_Aim_: Collect every line in the rows below that contains the word "Each". Case counts, so only lines with that exact capitalization belong.

— start of Extracted information —

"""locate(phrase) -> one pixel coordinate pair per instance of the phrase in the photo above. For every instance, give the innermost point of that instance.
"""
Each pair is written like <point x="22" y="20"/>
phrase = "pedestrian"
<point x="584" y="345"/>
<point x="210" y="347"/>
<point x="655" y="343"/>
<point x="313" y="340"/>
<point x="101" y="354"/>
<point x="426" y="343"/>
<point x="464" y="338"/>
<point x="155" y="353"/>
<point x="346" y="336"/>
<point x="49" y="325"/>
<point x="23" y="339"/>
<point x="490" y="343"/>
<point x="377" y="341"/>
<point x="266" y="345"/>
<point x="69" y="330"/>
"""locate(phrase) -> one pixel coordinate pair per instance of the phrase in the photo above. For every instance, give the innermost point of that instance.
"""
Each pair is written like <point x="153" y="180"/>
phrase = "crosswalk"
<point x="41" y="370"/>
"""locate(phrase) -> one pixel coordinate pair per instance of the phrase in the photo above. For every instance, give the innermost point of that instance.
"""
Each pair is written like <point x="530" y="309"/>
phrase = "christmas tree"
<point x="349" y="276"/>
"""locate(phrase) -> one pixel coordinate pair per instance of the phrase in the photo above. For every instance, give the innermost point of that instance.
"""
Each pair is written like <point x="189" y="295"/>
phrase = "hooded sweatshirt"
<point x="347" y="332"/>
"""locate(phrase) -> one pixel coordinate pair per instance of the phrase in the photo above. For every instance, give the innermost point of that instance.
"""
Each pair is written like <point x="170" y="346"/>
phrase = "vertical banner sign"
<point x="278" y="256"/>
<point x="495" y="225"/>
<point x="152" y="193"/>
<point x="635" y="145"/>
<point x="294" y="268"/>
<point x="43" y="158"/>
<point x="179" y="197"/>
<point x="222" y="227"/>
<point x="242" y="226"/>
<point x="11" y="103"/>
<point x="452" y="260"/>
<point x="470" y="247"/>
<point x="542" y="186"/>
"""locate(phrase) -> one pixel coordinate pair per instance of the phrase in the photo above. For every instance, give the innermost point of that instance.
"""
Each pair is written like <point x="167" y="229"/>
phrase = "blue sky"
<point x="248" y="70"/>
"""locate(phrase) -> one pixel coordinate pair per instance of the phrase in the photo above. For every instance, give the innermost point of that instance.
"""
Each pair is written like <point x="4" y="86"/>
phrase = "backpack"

— end of Extracted information —

_The response_:
Each pair is written like <point x="22" y="20"/>
Each pair is written like <point x="153" y="180"/>
Each pair is written like <point x="530" y="309"/>
Each pair is written like <point x="189" y="295"/>
Each pair is written like <point x="170" y="346"/>
Each pair is written like <point x="167" y="229"/>
Each pair is written like <point x="4" y="86"/>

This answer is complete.